======== Raw records ========

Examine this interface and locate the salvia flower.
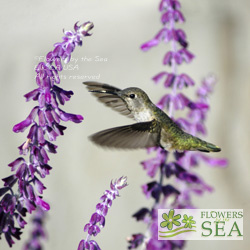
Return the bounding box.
[128,0,227,250]
[0,22,93,246]
[23,207,46,250]
[78,177,128,250]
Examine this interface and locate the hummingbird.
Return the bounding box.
[83,81,221,152]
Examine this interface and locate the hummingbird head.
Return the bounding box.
[117,88,151,112]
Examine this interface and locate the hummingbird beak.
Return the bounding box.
[89,90,117,95]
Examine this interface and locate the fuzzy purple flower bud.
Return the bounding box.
[78,177,128,250]
[0,22,94,246]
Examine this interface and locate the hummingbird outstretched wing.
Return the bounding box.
[83,82,134,118]
[90,120,160,149]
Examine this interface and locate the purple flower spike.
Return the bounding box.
[0,22,94,246]
[23,207,46,250]
[132,0,227,250]
[78,176,128,250]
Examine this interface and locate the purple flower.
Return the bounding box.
[23,207,47,250]
[78,177,128,250]
[128,0,227,250]
[0,22,93,246]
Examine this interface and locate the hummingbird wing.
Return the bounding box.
[83,82,134,118]
[90,120,160,149]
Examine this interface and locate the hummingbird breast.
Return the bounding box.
[133,109,154,122]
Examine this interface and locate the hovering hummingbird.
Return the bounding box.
[83,82,221,152]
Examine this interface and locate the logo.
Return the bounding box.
[158,209,243,240]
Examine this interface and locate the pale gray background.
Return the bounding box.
[0,0,250,250]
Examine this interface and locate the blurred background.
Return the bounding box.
[0,0,250,250]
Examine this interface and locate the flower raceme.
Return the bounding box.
[128,0,227,250]
[0,22,93,246]
[78,177,128,250]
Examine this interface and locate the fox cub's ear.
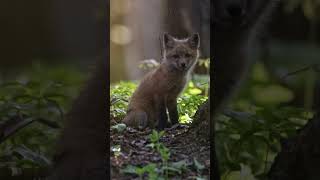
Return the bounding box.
[163,33,175,49]
[188,33,200,49]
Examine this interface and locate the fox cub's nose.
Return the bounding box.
[226,3,245,18]
[180,62,186,68]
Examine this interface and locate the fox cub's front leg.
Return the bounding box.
[156,98,168,130]
[167,99,179,125]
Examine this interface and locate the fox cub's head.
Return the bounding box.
[163,33,200,71]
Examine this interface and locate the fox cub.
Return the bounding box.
[123,33,200,130]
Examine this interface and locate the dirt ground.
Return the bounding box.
[110,121,210,180]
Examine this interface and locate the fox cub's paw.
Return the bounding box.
[123,111,148,129]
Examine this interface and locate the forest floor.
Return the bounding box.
[110,123,210,180]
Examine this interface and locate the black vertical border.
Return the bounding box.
[106,0,111,179]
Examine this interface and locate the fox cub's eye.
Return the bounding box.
[172,54,180,59]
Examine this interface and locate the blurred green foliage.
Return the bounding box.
[0,63,86,174]
[216,63,313,180]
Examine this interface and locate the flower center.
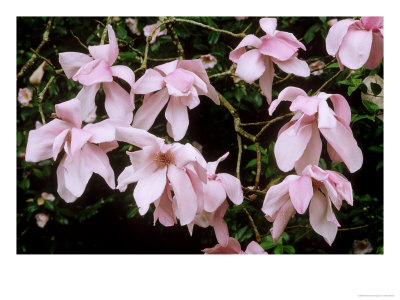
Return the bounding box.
[156,151,174,168]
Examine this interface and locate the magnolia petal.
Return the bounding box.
[320,121,363,173]
[165,96,189,141]
[55,98,82,128]
[133,167,167,214]
[132,88,169,130]
[268,86,307,115]
[133,69,165,94]
[273,56,310,77]
[338,28,372,70]
[259,57,275,104]
[103,82,134,124]
[25,119,71,162]
[57,156,78,203]
[326,19,357,56]
[309,191,338,245]
[217,173,243,205]
[58,52,93,79]
[167,165,197,225]
[213,201,229,246]
[289,175,314,215]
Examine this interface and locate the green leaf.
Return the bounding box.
[371,82,382,96]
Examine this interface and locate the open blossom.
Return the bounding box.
[262,165,353,245]
[269,87,363,173]
[200,54,217,69]
[18,88,32,106]
[326,17,383,70]
[25,99,118,202]
[229,18,310,103]
[143,21,167,44]
[59,25,135,124]
[188,152,243,246]
[133,59,219,141]
[202,238,268,254]
[116,127,207,226]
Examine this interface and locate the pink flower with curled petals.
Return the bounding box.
[116,127,207,226]
[326,17,383,70]
[188,152,243,246]
[200,54,217,69]
[269,87,363,173]
[262,165,353,245]
[25,98,117,202]
[59,25,135,124]
[132,59,219,141]
[229,18,310,104]
[143,21,167,44]
[201,237,268,254]
[18,88,32,106]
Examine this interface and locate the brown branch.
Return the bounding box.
[17,17,53,80]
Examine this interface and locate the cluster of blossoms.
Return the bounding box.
[21,18,383,254]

========

### The request:
Rewrite every item above with each "interface" changed to "image" and nothing else altered. Leave out the pictures.

### Correct answer:
Examine this image and locate the salvia flower.
Return the bounding box.
[128,0,227,250]
[0,22,93,246]
[23,207,46,250]
[78,177,128,250]
Examine this image and locate the hummingbird.
Return the bounding box.
[83,81,221,152]
Examine this image and locate the hummingbird head.
Return the bounding box.
[117,88,151,112]
Examine this image and locate the hummingbird beak.
Return the bounding box.
[89,90,117,95]
Examine this image and locate the fuzzy purple flower bud.
Return the bounding box.
[78,177,128,250]
[0,22,94,246]
Examine this image and locate the hummingbird outstretched wing.
Return the bounding box.
[83,82,134,118]
[90,120,160,149]
Examine this image and locate the purple flower spike.
Return the bounding box.
[0,22,94,246]
[23,207,46,250]
[132,0,227,250]
[78,176,128,250]
Examine this image and locate the purple flower.
Return the bounding box.
[23,207,47,250]
[78,177,128,250]
[128,0,227,250]
[0,22,93,246]
Examine this image and locate the hummingbird wing.
Return the bounding box.
[83,82,134,118]
[90,120,160,149]
Examine this image and locate the hummingbird breast.
Return the bounding box.
[133,109,154,122]
Examine this image and locate the hovering hummingbird.
Return the bounding box.
[83,82,221,152]
Examine this image and locate the logo.
Return the bounding box.
[158,209,243,240]
Examine this image and locate the pale gray background.
Return the bounding box.
[0,0,250,250]
Examine this image and locate the blurred background.
Return the bounding box.
[0,0,250,250]
Examine this image and locate the flower raceme.
Return the bounding box.
[128,0,227,250]
[0,22,93,246]
[78,177,128,250]
Examine this image and locate the fox cub's ear.
Return the bounding box.
[163,33,175,49]
[188,33,200,49]
Examine this image and locate the fox cub's nose.
Return the bounding box.
[226,3,245,18]
[180,62,186,68]
Examine this image and locate the fox cub's front leg.
Return the bounding box.
[156,98,168,130]
[167,99,179,125]
Examine this image and locate the fox cub's head.
Return the bounding box.
[163,33,200,71]
Examine this image and locate the fox cub.
Return the bounding box.
[123,33,200,130]
Examine this image and locate the dirt ground.
Return the bounding box.
[110,121,210,180]
Examine this image and locate the fox cub's paw.
Return the bounding box.
[123,111,148,129]
Examine this image and locate the forest floor.
Return the bounding box.
[110,123,210,180]
Examine this image and locate the black vertical border.
Return the bounding box.
[106,0,111,179]
Examine this image and locate the fox cub's eye.
Return the bounding box.
[172,54,180,59]
Examine this image and locate the blurred green foliage.
Return the bounding box.
[0,63,86,174]
[216,63,313,180]
Examine this image and locate the flower center.
Return the bounding box.
[156,151,174,168]
Examine this image and locate the magnolia petal.
Return the bounding box.
[320,121,363,173]
[165,96,189,141]
[55,98,82,128]
[133,167,167,214]
[132,88,169,130]
[268,86,307,115]
[133,69,165,94]
[273,56,310,77]
[338,28,372,70]
[259,57,275,104]
[103,82,134,124]
[25,119,71,162]
[57,156,78,203]
[326,19,357,56]
[309,191,338,245]
[217,173,243,205]
[58,52,93,79]
[167,165,197,225]
[213,201,229,246]
[289,175,314,215]
Examine this image and locate the green leaf.
Return the bounding box.
[371,82,382,96]
Examine this image and locate the open blossom.
Return the bounding box.
[262,165,353,245]
[269,87,363,173]
[200,54,217,69]
[18,88,32,106]
[326,17,383,70]
[25,99,118,202]
[229,18,310,103]
[143,21,167,44]
[59,25,135,124]
[188,152,243,246]
[133,59,219,141]
[202,238,268,254]
[116,127,207,226]
Examine this image and locate the pink flower with curled petals.
Return the bounding box.
[116,127,207,226]
[326,17,383,70]
[188,152,243,246]
[200,54,217,69]
[269,87,363,173]
[262,165,353,245]
[25,98,117,202]
[59,25,135,124]
[132,59,219,141]
[229,18,310,104]
[143,21,167,44]
[201,237,268,254]
[18,88,32,106]
Examine this image and locate the brown branch.
Return the bounding box.
[17,17,53,80]
Examine this image and locate the cluster of blossoms.
Return the bounding box.
[21,18,383,254]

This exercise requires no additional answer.